Exercise goal: Select every line in the records below that contains the word "Target", and copy each of those lines.

[Excerpts from a location annotation dataset]
_ _ _ _
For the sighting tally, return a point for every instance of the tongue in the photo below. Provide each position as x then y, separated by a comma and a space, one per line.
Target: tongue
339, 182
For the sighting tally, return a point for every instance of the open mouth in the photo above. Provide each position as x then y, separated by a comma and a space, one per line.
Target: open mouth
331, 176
_ _ _ _
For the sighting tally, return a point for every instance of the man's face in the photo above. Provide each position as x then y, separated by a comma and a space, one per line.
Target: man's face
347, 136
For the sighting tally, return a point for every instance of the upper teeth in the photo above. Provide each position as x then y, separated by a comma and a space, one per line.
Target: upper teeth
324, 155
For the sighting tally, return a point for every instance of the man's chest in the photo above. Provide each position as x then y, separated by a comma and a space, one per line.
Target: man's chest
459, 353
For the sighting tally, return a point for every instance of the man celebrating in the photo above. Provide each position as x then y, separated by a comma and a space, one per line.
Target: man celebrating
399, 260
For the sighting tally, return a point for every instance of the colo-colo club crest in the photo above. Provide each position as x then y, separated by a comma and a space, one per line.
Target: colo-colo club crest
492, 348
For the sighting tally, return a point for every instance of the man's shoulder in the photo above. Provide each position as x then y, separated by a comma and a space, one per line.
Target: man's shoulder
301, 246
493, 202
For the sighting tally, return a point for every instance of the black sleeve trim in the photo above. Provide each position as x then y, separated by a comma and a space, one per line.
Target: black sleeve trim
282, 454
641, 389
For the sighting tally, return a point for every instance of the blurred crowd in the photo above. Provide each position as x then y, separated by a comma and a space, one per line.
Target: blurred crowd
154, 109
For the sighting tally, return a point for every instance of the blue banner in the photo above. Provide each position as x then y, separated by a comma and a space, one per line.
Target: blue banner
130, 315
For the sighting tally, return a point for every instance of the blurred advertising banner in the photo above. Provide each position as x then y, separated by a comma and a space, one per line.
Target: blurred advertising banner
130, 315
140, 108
_ _ _ _
Answer to the problem:
Target: tongue
Target: open mouth
Target: man's face
Target: upper teeth
Target: man's chest
Target: man celebrating
Target: colo-colo club crest
Target: man's shoulder
Target: black sleeve trim
Target: blurred crowd
Target: blue banner
Target: blurred advertising banner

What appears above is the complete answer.